I suppose that’s why it seems like such a miracle that he and my father got together. I think they both thought so too (in later years Papa used to tell this story over and over). At the time, Papa was working as a taxi driver and playing music in Stockholm. One night a friend, knowing where Papa was from, said to him, “A young man came in from Jamaica man, a young man named Bob Marley. He’s somewhere in town with that American, Johnny Nash.”
And Papa said, “What?! Bob Mah-ley? Bob Mah-ley! But that name sound familiar! I think my daughter’s husband name Mahley! Let me see the guy, man!” So he got in touch with the person who was doing the cooking for Johnny Nash and said, “Let me meet this guy Mah-ley, man. Tell him Rita father coming.” And when Papa arrived, Bob came up from the basement. And there was my father, saying, “Yes, man, Rita is my daughter. You married to my daughter!”
Bob said it was like heaven—it was a release, as if he’d gotten out of prison, a prison term in a Stockholm basement! His letter said, “Guess what? I met your father, and he’s teaching me to play some new stuff on the guitar!” Bob said he could hardly believe it had happened—and purely by chance. From then on, Papa would come in the evenings and take him out for food and a smoke, and their relationship grew. It was my father who taught Bob some techniques of the classic guitar, things that he himself had learned after emigrating, which helped Bob to write to a more advanced level and to experiment with better chords. I remember when I got that letter I was so happy! I wrote Bob, “Here I’ve been suffering and wondering what’s happening to you, and there you are, hanging out with my Papa!”
Working with JAD, I had stopped acting as the sales manager and had become just a singer, even though Bob and I were bound in a “keep your eyes open, we’re going to sign contracts” understanding. But then we started meeting lawyers and accountants, and anyway I couldn’t be in the studio and out there selling records too. Still, we found out soon enough that JAD was covering Wailers’ music—“Stir It Up” was a big hit for them, and “Guava Jelly,” which Barbra Streisand also covered. JAD used Bob’s capacity as a songwriter, but they wanted to make a star of Johnny Nash, not of Bob Marley, and Bob Marley wanted to be his own self, the person he had a vision of himself becoming. We were getting only minimum royalties, because they had everything set up so that they owned the publishing, the copyright, and all that.

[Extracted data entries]
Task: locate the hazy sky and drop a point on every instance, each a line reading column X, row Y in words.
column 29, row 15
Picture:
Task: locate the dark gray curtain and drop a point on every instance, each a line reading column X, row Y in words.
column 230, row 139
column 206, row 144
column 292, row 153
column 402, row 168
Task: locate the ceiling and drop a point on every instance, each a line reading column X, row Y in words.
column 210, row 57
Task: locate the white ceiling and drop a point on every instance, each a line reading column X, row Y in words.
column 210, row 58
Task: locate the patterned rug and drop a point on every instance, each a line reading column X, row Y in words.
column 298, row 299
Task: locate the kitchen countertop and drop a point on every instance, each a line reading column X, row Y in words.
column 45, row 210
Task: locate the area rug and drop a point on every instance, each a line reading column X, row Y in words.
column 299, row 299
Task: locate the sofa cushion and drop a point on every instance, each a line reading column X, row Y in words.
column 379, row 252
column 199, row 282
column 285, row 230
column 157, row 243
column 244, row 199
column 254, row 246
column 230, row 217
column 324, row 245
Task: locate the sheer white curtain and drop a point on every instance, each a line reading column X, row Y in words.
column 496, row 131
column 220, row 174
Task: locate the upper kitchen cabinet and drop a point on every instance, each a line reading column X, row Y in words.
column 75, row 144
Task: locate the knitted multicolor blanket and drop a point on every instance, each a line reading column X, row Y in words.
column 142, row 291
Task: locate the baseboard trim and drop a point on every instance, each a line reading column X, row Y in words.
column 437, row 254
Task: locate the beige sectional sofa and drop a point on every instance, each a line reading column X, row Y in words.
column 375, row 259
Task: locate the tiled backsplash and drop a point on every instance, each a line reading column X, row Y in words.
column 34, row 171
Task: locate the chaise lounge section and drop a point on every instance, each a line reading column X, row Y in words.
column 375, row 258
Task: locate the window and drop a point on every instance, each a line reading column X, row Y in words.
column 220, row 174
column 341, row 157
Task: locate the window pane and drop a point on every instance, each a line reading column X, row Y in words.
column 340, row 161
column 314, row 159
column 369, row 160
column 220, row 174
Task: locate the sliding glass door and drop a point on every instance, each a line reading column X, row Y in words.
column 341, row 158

> _WHAT IS EXPECTED_: From the excerpt about Bob Marley and Papa, return the passage word for word, starting at "Working with JAD, I" and ending at "and all that.".

> _TASK ANSWER_:
Working with JAD, I had stopped acting as the sales manager and had become just a singer, even though Bob and I were bound in a “keep your eyes open, we’re going to sign contracts” understanding. But then we started meeting lawyers and accountants, and anyway I couldn’t be in the studio and out there selling records too. Still, we found out soon enough that JAD was covering Wailers’ music—“Stir It Up” was a big hit for them, and “Guava Jelly,” which Barbra Streisand also covered. JAD used Bob’s capacity as a songwriter, but they wanted to make a star of Johnny Nash, not of Bob Marley, and Bob Marley wanted to be his own self, the person he had a vision of himself becoming. We were getting only minimum royalties, because they had everything set up so that they owned the publishing, the copyright, and all that.